A complete response lists each line of the data below that includes the word "marker".

[Stored dataset items]
____________________
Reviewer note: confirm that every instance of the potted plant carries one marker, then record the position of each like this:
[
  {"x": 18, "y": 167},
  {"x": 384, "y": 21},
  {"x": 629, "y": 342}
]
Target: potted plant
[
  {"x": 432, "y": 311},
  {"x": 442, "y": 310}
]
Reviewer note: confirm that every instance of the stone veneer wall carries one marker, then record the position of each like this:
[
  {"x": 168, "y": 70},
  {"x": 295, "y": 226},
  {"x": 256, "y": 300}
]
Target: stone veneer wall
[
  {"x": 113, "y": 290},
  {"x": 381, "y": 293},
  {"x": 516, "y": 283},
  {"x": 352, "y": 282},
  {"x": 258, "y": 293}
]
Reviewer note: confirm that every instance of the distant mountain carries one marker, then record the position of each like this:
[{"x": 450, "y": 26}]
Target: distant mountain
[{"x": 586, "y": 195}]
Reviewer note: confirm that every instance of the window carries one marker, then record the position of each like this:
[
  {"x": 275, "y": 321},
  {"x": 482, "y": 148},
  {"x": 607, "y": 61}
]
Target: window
____________________
▶ **EXERCISE RESULT**
Reviewer note: confirm that every instance of the potted plant carries one marker, then record the position of each like this:
Reviewer note: confirm that every instance of the stone veneer wall carries one marker, then record the position of each like this:
Reviewer note: confirm that every instance of the distant mountain carries one marker, then record the position of each like this:
Reviewer note: confirm that every instance of the window carries one marker, then record the position of each like this:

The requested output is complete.